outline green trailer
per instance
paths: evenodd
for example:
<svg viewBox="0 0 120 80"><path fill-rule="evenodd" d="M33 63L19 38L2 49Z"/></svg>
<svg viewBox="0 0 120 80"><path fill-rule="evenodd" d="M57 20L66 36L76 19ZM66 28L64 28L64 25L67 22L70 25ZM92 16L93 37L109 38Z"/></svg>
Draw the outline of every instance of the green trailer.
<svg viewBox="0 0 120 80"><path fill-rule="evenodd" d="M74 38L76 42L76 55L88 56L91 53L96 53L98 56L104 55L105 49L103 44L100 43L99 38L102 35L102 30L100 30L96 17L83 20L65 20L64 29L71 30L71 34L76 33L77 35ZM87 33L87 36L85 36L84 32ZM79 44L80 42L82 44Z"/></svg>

+++

Update the items by putting "red truck" in place of "green trailer" wherever it occurs, and give every line back with nothing else changed.

outline red truck
per instance
paths: evenodd
for example:
<svg viewBox="0 0 120 80"><path fill-rule="evenodd" d="M33 63L19 38L2 49Z"/></svg>
<svg viewBox="0 0 120 80"><path fill-rule="evenodd" d="M57 20L66 36L76 19ZM66 28L64 28L64 25L67 22L70 25ZM92 16L93 37L109 38Z"/></svg>
Draw the outline of every instance of the red truck.
<svg viewBox="0 0 120 80"><path fill-rule="evenodd" d="M74 38L76 42L76 55L88 56L91 53L96 53L98 56L104 55L105 49L103 44L100 43L99 38L102 35L102 30L100 30L96 17L83 20L65 20L64 29L71 30L71 34L76 33L77 35ZM87 33L87 36L85 36L84 32ZM79 44L80 42L82 44Z"/></svg>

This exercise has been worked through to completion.